Belge bölümü:
++++++++++++++++++++

Samstag, 23. Januar 2010

schrödinger ve bilinc

bugüne kadar sadece quantum fizigiyle adi anilan Schrödinger bence bir Anaxogoras, yada bir Pythagoras kadar önemli birisi olarak algilanmali. Cünki bilinc üzerine yaptigi tez bütün bilincteorilerini gölgede birakiyor.
belki hatirlanmasi gerekilen bir sey: bilinc en eski medyum, insan ölürken bile kapatamiyor bu medyumu, buda zaten intiharin sacmaligina dair iyi bir argumandir, ve icinden hic disariya cikilamayan bir medyum bilinc, bu anlamda bir haphishane, ve bilinc hep ayni, ve hep ayni devamlilikta, ve bilinc hep var, ölümden sonrada varmi fizikte hala bi spekulasyon konusu. bazi fizikciler cok ilginc teoriler kuruyorlar bilinci enerji olarak ele aldiklarinda, ama gelelim Erwin Schrödinger'in bilinc hakkindaki sözlerine:
'bilincin dünyada bulunmamasinin sebebi icinde oldugun seyin bütününden bir parca bulamayasindir,  yani bütün dünya bilincinde yer aliyor ama bilimin yardimiyla dünyaya bilinci aciklayamazsin, cünki insan kendi icinde bir seyi tekrar bir parca halinde bulamaz' diyor.

++++++++++++++++++++

[Bir koleksiyondan kayıtlar]

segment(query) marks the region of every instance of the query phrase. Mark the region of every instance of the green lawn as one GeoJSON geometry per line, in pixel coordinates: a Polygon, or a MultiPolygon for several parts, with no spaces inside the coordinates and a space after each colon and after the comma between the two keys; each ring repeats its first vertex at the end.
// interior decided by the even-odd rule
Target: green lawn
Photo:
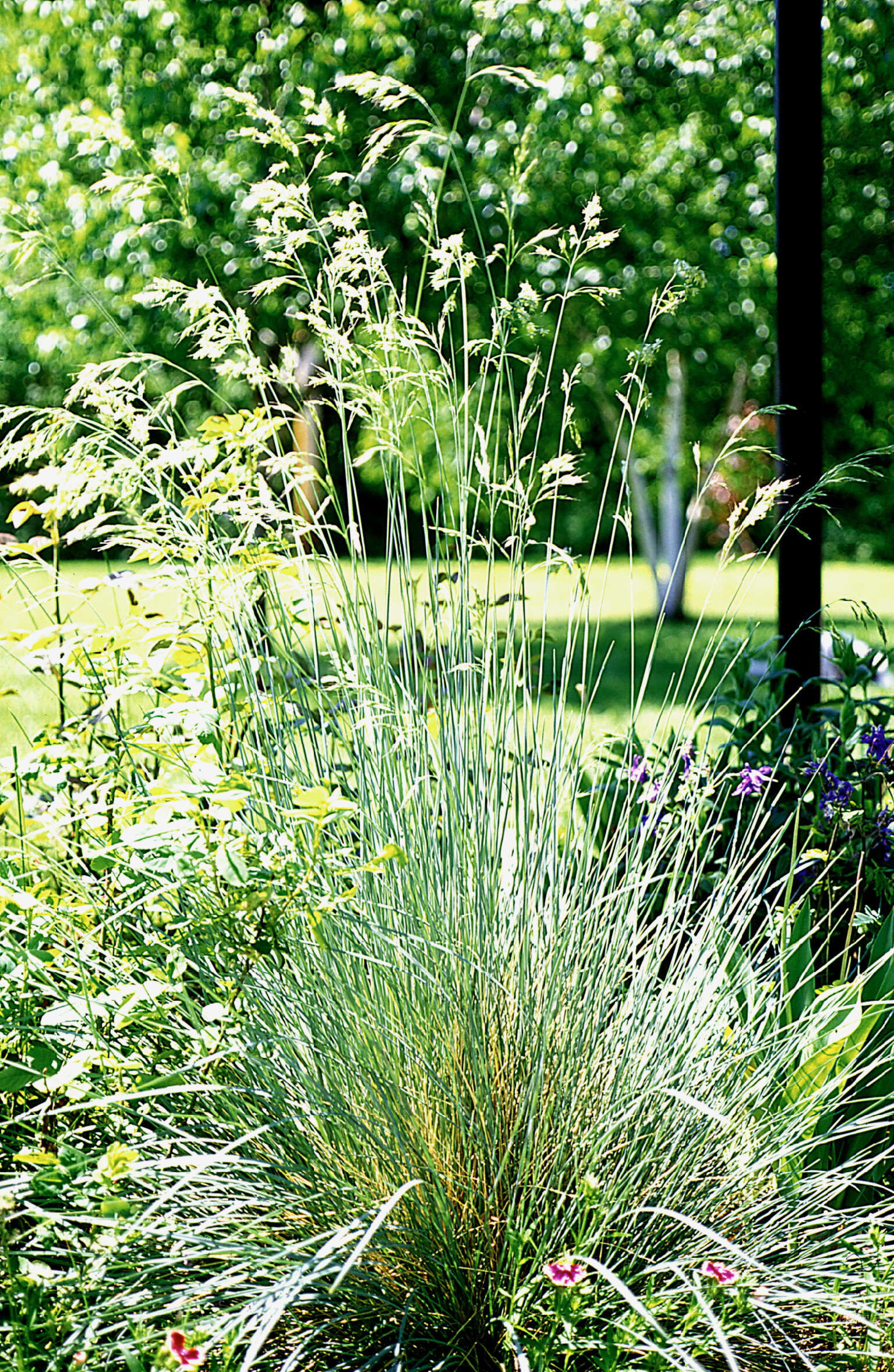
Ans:
{"type": "MultiPolygon", "coordinates": [[[[122,568],[118,565],[108,569],[122,568]]],[[[372,571],[380,606],[387,608],[389,623],[399,622],[398,606],[394,602],[389,606],[384,604],[384,568],[376,564],[372,571]]],[[[481,589],[485,571],[484,563],[473,567],[473,580],[481,589]]],[[[107,624],[134,612],[126,584],[101,584],[96,590],[92,589],[90,582],[103,578],[106,572],[107,568],[96,561],[66,564],[63,616],[81,623],[107,624]]],[[[137,583],[130,586],[132,594],[138,601],[136,612],[147,609],[165,612],[173,608],[176,593],[171,589],[152,590],[151,569],[137,567],[136,576],[137,583]]],[[[502,593],[503,579],[503,568],[498,567],[492,594],[502,593]]],[[[542,568],[532,567],[525,578],[529,622],[540,622],[546,609],[547,630],[558,642],[565,637],[570,589],[572,580],[565,571],[554,571],[548,586],[542,568]]],[[[860,627],[847,604],[865,601],[882,617],[889,635],[894,637],[894,567],[830,563],[824,572],[824,594],[828,605],[827,620],[831,617],[841,628],[854,630],[861,638],[876,645],[878,632],[860,627]]],[[[588,601],[591,652],[585,672],[583,654],[579,652],[573,678],[579,681],[585,676],[594,681],[594,674],[602,668],[592,723],[596,731],[614,730],[624,727],[629,719],[631,679],[633,678],[639,689],[653,642],[654,591],[649,568],[635,561],[631,572],[625,561],[617,560],[606,572],[605,565],[598,564],[588,578],[588,601]],[[596,624],[599,624],[598,635],[596,624]]],[[[676,689],[677,698],[686,698],[692,674],[709,650],[712,637],[725,628],[740,634],[749,624],[756,627],[760,637],[772,634],[776,613],[775,568],[743,563],[720,573],[717,560],[710,554],[701,554],[690,571],[686,608],[688,623],[665,624],[661,630],[642,698],[640,726],[644,731],[654,727],[669,693],[676,689]],[[699,615],[701,624],[695,628],[699,615]],[[690,643],[692,646],[688,664],[679,683],[690,643]]],[[[27,634],[48,627],[55,611],[48,573],[41,569],[22,573],[19,568],[0,567],[0,609],[3,630],[7,634],[27,634]]],[[[19,642],[7,641],[3,645],[3,654],[0,685],[7,694],[0,698],[0,749],[7,752],[14,744],[25,748],[33,734],[53,718],[55,682],[47,675],[36,676],[23,667],[19,642]]],[[[680,712],[675,713],[679,716],[680,712]]]]}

++++++++++++++++++++

Yapılacak işler:
1. Schrödinger ve bilinç yazısına göre şu soruları yanıtlayın:
(a) Schrödinger hangi iki isim kadar önemli biri olarak algılanmalı?
(b) Bilinç en eski ne olarak nitelendiriliyor?
(c) Bazı fizikçiler bilinci ne olarak ele aldıklarında ilginç teoriler kuruyor?
2. Schrödinger ve bilinç yazısında "Samstag, 23. Januar" ile başlayıp "bilincteorilerini gölgede birakiyor." ifadesine kadar süren kısmı olduğu gibi yeniden yazın.

Verilen cevaplar:
1.
(a) Anaxogoras ve Pythagoras.
(b) Medyum.
(c) Enerji.

2.
Samstag, 23. Januar 2010

schrödinger ve bilinc

bugüne kadar sadece quantum fizigiyle adi anilan Schrödinger bence bir Anaxogoras, yada bir Pythagoras kadar önemli birisi olarak algilanmali. Cünki bilinc üzerine yaptigi tez bütün bilincteorilerini gölgede birakiyor.